== Problem details ==
Recast every one of the items below as a two-column CSV with the header row text,answer. Give one row per item, with its text in the first column and its answer in the second. Put each field in double quotes, turn line breaks into spaces, and omit the pictures.

......

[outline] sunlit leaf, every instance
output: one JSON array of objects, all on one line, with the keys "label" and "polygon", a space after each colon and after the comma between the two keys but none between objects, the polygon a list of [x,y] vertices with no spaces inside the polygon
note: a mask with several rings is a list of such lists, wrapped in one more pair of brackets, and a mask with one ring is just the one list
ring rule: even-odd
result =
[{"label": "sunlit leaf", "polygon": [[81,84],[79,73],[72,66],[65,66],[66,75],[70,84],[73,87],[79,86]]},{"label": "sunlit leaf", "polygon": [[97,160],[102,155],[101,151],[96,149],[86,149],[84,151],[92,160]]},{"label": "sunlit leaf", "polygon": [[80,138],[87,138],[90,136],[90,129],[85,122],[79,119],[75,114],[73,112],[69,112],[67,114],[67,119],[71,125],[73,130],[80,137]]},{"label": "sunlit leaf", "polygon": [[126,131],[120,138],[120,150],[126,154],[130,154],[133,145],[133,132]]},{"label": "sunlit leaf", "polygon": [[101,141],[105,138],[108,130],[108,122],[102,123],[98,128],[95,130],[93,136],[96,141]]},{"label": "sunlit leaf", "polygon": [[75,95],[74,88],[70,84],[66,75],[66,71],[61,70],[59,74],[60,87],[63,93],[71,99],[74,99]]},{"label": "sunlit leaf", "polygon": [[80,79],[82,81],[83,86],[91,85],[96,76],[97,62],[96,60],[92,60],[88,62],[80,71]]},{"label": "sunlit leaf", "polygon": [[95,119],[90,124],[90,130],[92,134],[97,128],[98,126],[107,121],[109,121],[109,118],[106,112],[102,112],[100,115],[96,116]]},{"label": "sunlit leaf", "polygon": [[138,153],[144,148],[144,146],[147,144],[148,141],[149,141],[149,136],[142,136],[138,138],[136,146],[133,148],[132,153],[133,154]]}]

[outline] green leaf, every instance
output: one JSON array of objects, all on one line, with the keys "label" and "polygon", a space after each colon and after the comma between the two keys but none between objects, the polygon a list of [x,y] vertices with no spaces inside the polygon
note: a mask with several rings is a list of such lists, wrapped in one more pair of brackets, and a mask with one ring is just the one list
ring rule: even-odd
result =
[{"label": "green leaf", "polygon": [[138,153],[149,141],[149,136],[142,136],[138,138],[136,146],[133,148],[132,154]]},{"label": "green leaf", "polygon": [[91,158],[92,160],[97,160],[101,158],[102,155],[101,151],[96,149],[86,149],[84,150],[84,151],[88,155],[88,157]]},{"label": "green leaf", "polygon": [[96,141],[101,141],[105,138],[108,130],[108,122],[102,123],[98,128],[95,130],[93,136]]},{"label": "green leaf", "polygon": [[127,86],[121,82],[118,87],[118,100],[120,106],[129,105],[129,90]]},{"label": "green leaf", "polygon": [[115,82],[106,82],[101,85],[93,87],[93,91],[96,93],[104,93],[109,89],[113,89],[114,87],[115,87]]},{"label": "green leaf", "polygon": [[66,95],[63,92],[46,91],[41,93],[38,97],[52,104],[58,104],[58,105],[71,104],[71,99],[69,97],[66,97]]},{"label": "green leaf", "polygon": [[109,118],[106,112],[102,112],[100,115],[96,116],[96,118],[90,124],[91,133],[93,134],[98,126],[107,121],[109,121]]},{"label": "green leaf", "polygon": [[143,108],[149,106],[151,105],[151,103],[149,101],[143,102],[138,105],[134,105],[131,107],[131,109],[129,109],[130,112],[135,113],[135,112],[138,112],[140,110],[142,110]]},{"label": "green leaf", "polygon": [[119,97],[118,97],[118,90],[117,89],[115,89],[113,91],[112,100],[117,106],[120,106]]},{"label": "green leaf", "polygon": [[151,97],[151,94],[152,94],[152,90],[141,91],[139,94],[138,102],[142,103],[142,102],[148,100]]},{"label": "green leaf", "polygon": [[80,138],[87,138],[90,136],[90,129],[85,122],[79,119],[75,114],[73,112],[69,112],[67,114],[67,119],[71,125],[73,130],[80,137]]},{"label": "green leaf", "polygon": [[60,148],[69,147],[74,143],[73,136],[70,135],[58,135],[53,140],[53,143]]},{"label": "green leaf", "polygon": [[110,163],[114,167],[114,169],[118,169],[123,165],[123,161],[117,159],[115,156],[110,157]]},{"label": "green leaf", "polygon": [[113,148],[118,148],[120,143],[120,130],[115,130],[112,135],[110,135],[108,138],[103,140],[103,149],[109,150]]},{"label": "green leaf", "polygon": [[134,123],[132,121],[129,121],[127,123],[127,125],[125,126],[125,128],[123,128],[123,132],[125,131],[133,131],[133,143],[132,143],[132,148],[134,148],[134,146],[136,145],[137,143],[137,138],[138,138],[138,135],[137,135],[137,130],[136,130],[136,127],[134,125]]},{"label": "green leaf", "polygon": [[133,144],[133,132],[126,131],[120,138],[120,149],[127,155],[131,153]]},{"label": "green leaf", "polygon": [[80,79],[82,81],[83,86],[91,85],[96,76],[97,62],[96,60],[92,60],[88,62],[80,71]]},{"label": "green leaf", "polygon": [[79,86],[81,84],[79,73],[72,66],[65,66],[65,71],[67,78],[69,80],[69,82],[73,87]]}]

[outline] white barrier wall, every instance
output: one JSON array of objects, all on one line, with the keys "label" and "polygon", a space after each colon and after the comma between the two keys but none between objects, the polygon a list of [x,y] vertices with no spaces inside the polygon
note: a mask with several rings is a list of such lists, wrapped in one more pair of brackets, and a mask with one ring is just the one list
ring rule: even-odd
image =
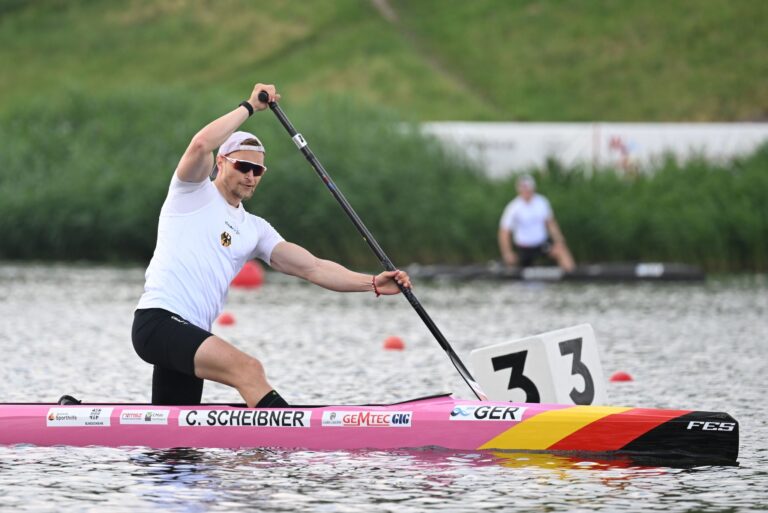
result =
[{"label": "white barrier wall", "polygon": [[768,141],[768,123],[464,123],[422,124],[463,152],[488,176],[543,167],[652,169],[665,154],[723,161],[748,155]]}]

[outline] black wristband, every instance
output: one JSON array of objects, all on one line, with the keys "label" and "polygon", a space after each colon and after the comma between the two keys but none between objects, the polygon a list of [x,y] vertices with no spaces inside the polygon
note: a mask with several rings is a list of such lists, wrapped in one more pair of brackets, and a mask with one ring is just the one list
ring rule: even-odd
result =
[{"label": "black wristband", "polygon": [[248,117],[253,116],[253,105],[251,105],[248,100],[240,102],[240,107],[245,107],[246,110],[248,110]]}]

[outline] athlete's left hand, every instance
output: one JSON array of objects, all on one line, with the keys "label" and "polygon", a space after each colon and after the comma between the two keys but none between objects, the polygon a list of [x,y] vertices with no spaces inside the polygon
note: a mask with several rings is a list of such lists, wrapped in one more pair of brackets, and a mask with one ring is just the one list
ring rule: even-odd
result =
[{"label": "athlete's left hand", "polygon": [[411,288],[411,278],[405,271],[384,271],[374,278],[376,280],[376,289],[383,296],[390,296],[400,292],[398,284],[409,289]]}]

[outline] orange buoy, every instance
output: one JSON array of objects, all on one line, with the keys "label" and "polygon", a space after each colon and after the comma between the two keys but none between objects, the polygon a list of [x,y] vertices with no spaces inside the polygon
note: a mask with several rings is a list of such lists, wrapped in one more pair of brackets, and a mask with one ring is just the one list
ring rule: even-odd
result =
[{"label": "orange buoy", "polygon": [[400,337],[387,337],[384,340],[384,349],[390,351],[402,351],[405,349],[405,342]]},{"label": "orange buoy", "polygon": [[219,315],[219,318],[216,319],[216,322],[222,326],[232,326],[235,323],[235,316],[231,313],[223,312]]},{"label": "orange buoy", "polygon": [[611,381],[612,382],[616,382],[616,381],[632,381],[632,376],[630,376],[629,374],[627,374],[624,371],[617,371],[617,372],[614,372],[613,375],[611,375]]},{"label": "orange buoy", "polygon": [[264,269],[253,260],[247,261],[232,280],[233,287],[256,288],[262,283],[264,283]]}]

......

== Task solution ==
text,answer
"[outline] sunlit leaf, every instance output: one JSON array of objects, all on one line, with the keys ""label"" and ""polygon"", a space after each colon and after the comma between the two keys but none between objects, the polygon a list of [x,y] vertices with no spaces inside the polygon note: a mask with several rings is a list of such lists, wrapped in one more pair of brackets, and a mask with one ring is just the one list ring rule: even-odd result =","[{""label"": ""sunlit leaf"", ""polygon"": [[81,84],[79,73],[72,66],[65,66],[66,75],[70,84],[73,87],[79,86]]},{""label"": ""sunlit leaf"", ""polygon"": [[97,160],[102,155],[101,151],[96,149],[86,149],[84,151],[92,160]]},{""label"": ""sunlit leaf"", ""polygon"": [[80,138],[87,138],[90,136],[90,129],[85,122],[79,119],[75,114],[73,112],[69,112],[67,114],[67,119],[71,125],[73,130],[80,137]]},{""label"": ""sunlit leaf"", ""polygon"": [[126,131],[120,138],[120,150],[126,154],[130,154],[133,145],[133,132]]},{""label"": ""sunlit leaf"", ""polygon"": [[101,141],[105,138],[108,130],[108,122],[102,123],[98,128],[95,130],[93,136],[96,141]]},{""label"": ""sunlit leaf"", ""polygon"": [[75,95],[74,88],[70,84],[66,75],[66,71],[61,70],[59,74],[60,87],[63,93],[71,99],[74,99]]},{""label"": ""sunlit leaf"", ""polygon"": [[80,79],[82,81],[83,86],[91,85],[96,76],[97,62],[96,60],[92,60],[88,62],[80,71]]},{""label"": ""sunlit leaf"", ""polygon"": [[95,119],[90,124],[90,130],[92,134],[97,128],[98,126],[107,121],[109,121],[109,118],[106,112],[102,112],[100,115],[96,116]]},{""label"": ""sunlit leaf"", ""polygon"": [[138,153],[144,148],[144,146],[147,144],[148,141],[149,141],[149,136],[142,136],[138,138],[136,146],[133,148],[132,153],[133,154]]}]"
"[outline] green leaf, every instance output: one JSON array of objects, all on one line, with the keys ""label"" and ""polygon"", a space after each colon and after the comma between the two keys but none between objects, the polygon a list of [x,y] vertices with no spaces inside the polygon note: a mask with several rings is a list of such lists, wrapped in one more pair of brackets, and a mask with one ring is just the one list ring rule: even-odd result =","[{""label"": ""green leaf"", ""polygon"": [[138,153],[149,141],[149,136],[142,136],[138,138],[136,146],[133,148],[132,154]]},{""label"": ""green leaf"", ""polygon"": [[91,158],[92,160],[97,160],[101,158],[102,155],[101,151],[96,149],[86,149],[84,150],[84,151],[88,155],[88,157]]},{""label"": ""green leaf"", ""polygon"": [[96,141],[101,141],[105,138],[108,130],[108,122],[102,123],[98,128],[95,130],[93,136]]},{""label"": ""green leaf"", ""polygon"": [[127,86],[121,82],[118,87],[118,100],[120,106],[129,105],[129,90]]},{""label"": ""green leaf"", ""polygon"": [[115,82],[106,82],[101,85],[93,87],[93,91],[96,93],[104,93],[109,89],[113,89],[114,87],[115,87]]},{""label"": ""green leaf"", ""polygon"": [[66,95],[63,92],[46,91],[41,93],[38,97],[52,104],[58,104],[58,105],[71,104],[71,99],[69,97],[66,97]]},{""label"": ""green leaf"", ""polygon"": [[109,118],[106,112],[102,112],[100,115],[96,116],[96,118],[90,124],[91,133],[93,134],[98,126],[107,121],[109,121]]},{""label"": ""green leaf"", ""polygon"": [[143,108],[149,106],[151,105],[151,103],[149,101],[143,102],[138,105],[134,105],[131,107],[131,109],[129,109],[130,112],[135,113],[135,112],[138,112],[140,110],[142,110]]},{""label"": ""green leaf"", ""polygon"": [[119,97],[118,97],[118,90],[117,89],[115,89],[113,91],[112,100],[117,106],[120,106]]},{""label"": ""green leaf"", ""polygon"": [[151,97],[151,94],[152,94],[152,90],[141,91],[139,94],[138,102],[142,103],[142,102],[148,100]]},{""label"": ""green leaf"", ""polygon"": [[80,138],[87,138],[90,136],[90,129],[85,122],[79,119],[75,114],[73,112],[69,112],[67,114],[67,119],[71,125],[73,130],[80,137]]},{""label"": ""green leaf"", ""polygon"": [[60,148],[69,147],[74,143],[73,136],[70,135],[58,135],[53,140],[53,143]]},{""label"": ""green leaf"", ""polygon"": [[110,163],[114,167],[114,169],[118,169],[123,165],[123,161],[117,159],[115,156],[110,157]]},{""label"": ""green leaf"", ""polygon"": [[113,148],[118,148],[120,143],[120,130],[115,130],[112,135],[110,135],[108,138],[103,140],[103,149],[109,150]]},{""label"": ""green leaf"", ""polygon"": [[134,123],[132,121],[129,121],[127,123],[127,125],[125,126],[125,128],[123,128],[123,132],[125,131],[133,131],[133,143],[132,143],[132,148],[134,148],[134,146],[136,145],[137,143],[137,138],[138,138],[138,135],[137,135],[137,130],[136,130],[136,127],[134,125]]},{""label"": ""green leaf"", ""polygon"": [[133,144],[133,132],[126,131],[120,138],[120,149],[127,155],[131,153]]},{""label"": ""green leaf"", ""polygon"": [[80,79],[82,81],[83,86],[91,85],[96,76],[97,62],[96,60],[92,60],[88,62],[80,71]]},{""label"": ""green leaf"", ""polygon"": [[79,86],[81,84],[79,73],[72,66],[65,66],[65,71],[67,78],[69,80],[69,82],[73,87]]}]"
"[outline] white barrier wall, every instance output: one JSON array of objects, all on one line, with the keys ""label"" and ""polygon"", a space after each colon and after the comma between the two keys but none between objects, the polygon a list of [x,y] vertices with no spaces inside the polygon note: a mask with several rings is a list of such lists, wrapped in one more pair of brackets, and a mask with one ring is just the one list ring rule: even-odd image = result =","[{""label"": ""white barrier wall"", ""polygon"": [[768,141],[768,123],[464,123],[422,124],[463,152],[488,176],[543,167],[652,169],[665,154],[723,161],[748,155]]}]"
"[outline] black wristband, every instance output: one JSON array of objects, all on one line, with the keys ""label"" and ""polygon"", a space after each colon and after the comma between the two keys but none between objects, the polygon a list of [x,y] vertices with no spaces inside the polygon note: a mask with several rings is a list of such lists, wrapped in one more pair of brackets, and a mask with one ring is just the one list ring rule: even-odd result =","[{""label"": ""black wristband"", ""polygon"": [[248,117],[253,116],[253,105],[251,105],[248,100],[240,102],[240,107],[245,107],[246,110],[248,110]]}]"
"[outline] athlete's left hand, every instance output: one JSON array of objects, all on one line, with the keys ""label"" and ""polygon"", a space after each colon and after the comma between the two keys but none between objects, the polygon a list of [x,y] vertices with no spaces inside the polygon note: a mask with several rings is a list of such lists, wrapped in one more pair of brackets, and a mask with one ring is just the one list ring rule: even-odd result =","[{""label"": ""athlete's left hand"", ""polygon"": [[411,288],[411,278],[405,271],[384,271],[374,278],[376,280],[376,289],[383,296],[390,296],[400,292],[398,284],[409,289]]}]"
"[outline] orange buoy, every instance output: one JSON array of objects, all on one line, with the keys ""label"" and ""polygon"", a space after each colon and after the comma between the two keys but none between objects, the polygon a list of [x,y] vertices with no spaces inside the polygon note: a mask with several rings is a list of such lists, wrapped in one more pair of brackets, and a mask with one ring is just the one list ring rule: even-odd result =","[{""label"": ""orange buoy"", ""polygon"": [[400,337],[387,337],[384,340],[384,349],[390,351],[402,351],[405,349],[405,342]]},{""label"": ""orange buoy"", ""polygon"": [[219,315],[219,318],[216,319],[216,322],[222,326],[232,326],[235,323],[235,316],[231,313],[223,312]]},{""label"": ""orange buoy"", ""polygon"": [[611,381],[612,382],[616,382],[616,381],[632,381],[632,376],[630,376],[629,374],[627,374],[624,371],[617,371],[617,372],[614,372],[613,375],[611,375]]},{""label"": ""orange buoy"", ""polygon"": [[264,269],[253,260],[247,261],[232,280],[233,287],[256,288],[262,283],[264,283]]}]"